▶ _Exercise requirements_: What is needed is the run of lines from the one with "[tag] one dot per instance, sample [285,14]." through the close of the data, set down exactly.

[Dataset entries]
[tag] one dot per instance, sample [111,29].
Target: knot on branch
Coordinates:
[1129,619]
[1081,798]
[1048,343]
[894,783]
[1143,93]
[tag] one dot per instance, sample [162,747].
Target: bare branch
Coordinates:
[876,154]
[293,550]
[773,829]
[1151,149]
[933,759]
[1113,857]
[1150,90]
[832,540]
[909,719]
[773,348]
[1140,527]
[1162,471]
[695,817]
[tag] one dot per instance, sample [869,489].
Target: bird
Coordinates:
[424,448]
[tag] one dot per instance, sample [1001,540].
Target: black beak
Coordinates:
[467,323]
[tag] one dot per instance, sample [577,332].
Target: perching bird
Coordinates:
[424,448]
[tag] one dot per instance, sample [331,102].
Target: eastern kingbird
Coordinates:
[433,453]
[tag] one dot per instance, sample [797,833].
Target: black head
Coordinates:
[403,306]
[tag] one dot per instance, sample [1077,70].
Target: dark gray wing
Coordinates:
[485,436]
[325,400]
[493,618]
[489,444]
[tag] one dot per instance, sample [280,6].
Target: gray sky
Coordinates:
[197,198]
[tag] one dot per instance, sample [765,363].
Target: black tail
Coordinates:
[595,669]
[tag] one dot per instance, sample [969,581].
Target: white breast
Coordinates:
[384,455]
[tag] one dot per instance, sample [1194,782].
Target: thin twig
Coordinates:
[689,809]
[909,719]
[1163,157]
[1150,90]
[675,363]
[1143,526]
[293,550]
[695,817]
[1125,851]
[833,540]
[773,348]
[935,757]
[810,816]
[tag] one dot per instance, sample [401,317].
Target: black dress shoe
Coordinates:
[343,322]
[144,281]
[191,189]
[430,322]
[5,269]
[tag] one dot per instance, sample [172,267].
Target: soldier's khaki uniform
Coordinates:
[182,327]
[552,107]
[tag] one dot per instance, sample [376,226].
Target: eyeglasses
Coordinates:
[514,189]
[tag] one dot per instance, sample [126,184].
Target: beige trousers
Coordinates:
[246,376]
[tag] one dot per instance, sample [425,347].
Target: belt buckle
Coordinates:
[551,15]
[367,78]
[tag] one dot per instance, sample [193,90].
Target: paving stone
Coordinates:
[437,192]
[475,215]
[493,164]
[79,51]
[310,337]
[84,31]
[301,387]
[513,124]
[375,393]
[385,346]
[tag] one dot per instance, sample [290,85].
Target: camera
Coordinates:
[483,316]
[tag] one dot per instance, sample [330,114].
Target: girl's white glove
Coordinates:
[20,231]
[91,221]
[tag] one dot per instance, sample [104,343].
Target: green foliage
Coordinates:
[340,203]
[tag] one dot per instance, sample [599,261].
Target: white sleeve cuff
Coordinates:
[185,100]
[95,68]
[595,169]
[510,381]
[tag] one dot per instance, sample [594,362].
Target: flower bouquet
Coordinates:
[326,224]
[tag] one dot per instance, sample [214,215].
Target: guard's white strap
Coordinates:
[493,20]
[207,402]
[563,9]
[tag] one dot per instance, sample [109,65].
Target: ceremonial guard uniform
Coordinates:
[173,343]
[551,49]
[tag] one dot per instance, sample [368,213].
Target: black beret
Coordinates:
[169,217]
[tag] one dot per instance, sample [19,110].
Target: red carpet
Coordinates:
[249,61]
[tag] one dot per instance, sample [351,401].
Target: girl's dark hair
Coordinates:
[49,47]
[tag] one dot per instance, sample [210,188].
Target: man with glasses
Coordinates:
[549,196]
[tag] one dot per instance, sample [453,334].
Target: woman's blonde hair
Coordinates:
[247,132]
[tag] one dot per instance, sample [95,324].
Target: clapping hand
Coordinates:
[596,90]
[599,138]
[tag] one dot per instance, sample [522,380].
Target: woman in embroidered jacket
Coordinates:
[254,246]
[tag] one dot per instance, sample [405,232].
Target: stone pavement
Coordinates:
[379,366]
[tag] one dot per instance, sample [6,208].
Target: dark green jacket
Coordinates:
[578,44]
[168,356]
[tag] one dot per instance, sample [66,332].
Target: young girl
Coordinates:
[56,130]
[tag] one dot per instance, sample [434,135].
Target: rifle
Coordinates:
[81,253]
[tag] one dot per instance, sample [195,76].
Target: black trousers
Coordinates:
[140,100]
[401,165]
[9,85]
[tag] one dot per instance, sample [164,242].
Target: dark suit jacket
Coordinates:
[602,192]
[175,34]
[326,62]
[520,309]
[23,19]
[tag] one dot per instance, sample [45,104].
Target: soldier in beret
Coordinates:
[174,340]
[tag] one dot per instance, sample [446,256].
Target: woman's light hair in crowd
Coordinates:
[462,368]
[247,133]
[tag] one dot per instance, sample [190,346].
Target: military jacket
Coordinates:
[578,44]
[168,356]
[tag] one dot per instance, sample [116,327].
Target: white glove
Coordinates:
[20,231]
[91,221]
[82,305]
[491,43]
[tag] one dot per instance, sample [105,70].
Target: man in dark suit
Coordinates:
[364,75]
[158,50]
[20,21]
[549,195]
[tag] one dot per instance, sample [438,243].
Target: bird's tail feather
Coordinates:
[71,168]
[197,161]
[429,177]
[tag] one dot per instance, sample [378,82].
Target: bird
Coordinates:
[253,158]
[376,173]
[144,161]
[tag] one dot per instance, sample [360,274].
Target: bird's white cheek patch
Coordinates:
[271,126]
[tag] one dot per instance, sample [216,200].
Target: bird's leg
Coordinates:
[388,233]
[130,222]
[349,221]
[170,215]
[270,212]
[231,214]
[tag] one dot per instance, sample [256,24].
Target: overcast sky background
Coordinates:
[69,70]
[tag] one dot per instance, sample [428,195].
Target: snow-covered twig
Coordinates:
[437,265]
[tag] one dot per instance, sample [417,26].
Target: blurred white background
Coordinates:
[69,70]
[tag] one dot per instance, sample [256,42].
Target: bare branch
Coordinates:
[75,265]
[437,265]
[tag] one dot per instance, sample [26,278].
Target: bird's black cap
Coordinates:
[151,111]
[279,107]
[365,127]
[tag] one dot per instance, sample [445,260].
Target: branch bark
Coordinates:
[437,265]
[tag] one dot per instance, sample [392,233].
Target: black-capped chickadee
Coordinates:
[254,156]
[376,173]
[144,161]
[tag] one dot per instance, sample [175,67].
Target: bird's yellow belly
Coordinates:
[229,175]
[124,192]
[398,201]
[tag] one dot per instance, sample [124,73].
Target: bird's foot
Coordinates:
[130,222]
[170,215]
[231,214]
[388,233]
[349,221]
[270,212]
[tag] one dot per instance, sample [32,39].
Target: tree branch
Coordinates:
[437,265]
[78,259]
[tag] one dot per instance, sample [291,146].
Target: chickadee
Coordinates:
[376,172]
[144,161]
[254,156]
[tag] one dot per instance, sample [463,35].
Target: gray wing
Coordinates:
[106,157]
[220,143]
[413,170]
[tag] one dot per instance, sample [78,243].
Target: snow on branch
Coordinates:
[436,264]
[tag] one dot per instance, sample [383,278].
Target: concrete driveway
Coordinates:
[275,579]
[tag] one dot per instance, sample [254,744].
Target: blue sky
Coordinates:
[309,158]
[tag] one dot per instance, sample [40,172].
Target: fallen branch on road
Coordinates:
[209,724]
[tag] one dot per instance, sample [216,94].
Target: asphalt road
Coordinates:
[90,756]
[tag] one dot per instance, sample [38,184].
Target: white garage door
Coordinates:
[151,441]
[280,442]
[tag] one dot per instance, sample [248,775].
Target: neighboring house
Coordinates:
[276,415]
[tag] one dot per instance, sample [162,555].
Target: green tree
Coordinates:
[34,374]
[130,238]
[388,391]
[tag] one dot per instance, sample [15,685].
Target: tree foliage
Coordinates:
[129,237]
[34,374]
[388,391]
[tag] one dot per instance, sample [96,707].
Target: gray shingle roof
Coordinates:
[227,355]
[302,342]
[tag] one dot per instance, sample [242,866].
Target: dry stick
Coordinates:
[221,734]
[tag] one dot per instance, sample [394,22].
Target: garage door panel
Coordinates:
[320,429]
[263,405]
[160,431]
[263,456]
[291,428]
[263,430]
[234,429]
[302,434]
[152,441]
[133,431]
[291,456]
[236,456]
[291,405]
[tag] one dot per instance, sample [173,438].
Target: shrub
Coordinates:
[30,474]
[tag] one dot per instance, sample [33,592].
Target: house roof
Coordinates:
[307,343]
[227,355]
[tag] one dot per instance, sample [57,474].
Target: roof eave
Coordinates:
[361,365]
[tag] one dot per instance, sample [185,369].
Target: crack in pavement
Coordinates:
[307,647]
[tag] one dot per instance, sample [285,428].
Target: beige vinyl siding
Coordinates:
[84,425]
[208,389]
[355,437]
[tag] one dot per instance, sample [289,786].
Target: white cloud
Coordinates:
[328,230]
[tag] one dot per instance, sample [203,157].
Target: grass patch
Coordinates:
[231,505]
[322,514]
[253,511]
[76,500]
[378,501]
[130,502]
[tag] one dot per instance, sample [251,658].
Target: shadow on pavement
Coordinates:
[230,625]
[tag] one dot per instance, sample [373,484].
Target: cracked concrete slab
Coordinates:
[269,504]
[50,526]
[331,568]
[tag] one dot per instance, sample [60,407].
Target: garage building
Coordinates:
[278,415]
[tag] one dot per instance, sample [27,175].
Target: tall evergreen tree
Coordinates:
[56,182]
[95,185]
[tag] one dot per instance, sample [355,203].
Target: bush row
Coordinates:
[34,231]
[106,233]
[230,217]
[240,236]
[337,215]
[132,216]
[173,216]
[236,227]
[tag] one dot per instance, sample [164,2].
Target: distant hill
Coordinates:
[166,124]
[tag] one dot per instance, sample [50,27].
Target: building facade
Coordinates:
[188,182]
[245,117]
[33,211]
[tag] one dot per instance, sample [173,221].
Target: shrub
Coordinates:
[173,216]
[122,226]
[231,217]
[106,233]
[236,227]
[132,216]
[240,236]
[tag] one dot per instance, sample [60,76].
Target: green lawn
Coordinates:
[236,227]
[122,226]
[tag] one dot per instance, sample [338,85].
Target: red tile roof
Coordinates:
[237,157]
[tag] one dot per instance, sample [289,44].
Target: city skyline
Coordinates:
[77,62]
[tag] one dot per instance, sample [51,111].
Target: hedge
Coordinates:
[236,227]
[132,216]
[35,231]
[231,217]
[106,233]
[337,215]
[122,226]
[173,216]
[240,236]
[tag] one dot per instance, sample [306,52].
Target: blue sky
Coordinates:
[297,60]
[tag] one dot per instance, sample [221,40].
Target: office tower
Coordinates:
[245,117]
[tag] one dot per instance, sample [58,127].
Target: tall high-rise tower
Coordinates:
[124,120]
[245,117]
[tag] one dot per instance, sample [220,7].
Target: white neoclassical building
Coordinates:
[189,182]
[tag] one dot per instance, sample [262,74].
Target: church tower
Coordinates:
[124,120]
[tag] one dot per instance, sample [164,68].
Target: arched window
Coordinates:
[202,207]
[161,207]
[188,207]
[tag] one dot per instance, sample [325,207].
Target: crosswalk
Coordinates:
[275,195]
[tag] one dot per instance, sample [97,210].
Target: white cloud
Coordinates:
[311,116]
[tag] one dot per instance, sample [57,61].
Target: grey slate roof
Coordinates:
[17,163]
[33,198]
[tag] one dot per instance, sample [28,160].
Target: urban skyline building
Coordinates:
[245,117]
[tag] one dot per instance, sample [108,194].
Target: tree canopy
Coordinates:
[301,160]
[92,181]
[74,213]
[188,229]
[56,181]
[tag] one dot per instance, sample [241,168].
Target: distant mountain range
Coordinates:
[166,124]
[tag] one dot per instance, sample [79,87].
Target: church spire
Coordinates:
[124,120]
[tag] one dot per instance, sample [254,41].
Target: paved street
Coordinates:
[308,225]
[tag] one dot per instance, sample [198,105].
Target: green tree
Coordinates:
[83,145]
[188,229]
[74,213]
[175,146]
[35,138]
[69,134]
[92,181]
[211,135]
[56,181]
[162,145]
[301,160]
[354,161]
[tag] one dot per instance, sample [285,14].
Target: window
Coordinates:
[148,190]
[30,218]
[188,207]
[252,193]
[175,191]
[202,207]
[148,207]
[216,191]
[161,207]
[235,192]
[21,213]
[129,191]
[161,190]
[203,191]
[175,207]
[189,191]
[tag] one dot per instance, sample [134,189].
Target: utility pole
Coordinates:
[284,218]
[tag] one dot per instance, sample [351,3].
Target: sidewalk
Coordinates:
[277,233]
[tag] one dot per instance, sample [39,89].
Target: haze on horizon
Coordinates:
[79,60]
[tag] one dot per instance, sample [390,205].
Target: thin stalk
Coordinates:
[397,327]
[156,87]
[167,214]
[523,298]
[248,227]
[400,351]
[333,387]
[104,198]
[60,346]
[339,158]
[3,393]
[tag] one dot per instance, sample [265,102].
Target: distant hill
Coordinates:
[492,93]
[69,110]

▶ _Answer to this problem_:
[tag] one dot per instance, sample [285,14].
Target: window
Coordinates:
[148,190]
[30,218]
[188,207]
[252,193]
[175,191]
[202,207]
[148,207]
[216,191]
[161,207]
[235,192]
[21,213]
[129,191]
[161,190]
[203,191]
[175,207]
[189,191]
[tag] one dot per instance, sample [134,189].
Target: utility pole
Coordinates:
[284,218]
[tag] one dot per instance, sample [351,3].
Target: sidewalk
Coordinates:
[277,233]
[tag] one dot per instance, sample [39,89].
Target: haze on horizon
Coordinates:
[79,60]
[tag] one dot per instance, sample [390,205].
Target: thin stalk
Coordinates:
[397,327]
[156,87]
[167,214]
[523,298]
[248,227]
[400,351]
[333,387]
[104,198]
[60,346]
[339,158]
[3,393]
[tag] one dot per instance, sample [265,102].
Target: distant hill
Coordinates:
[492,93]
[69,110]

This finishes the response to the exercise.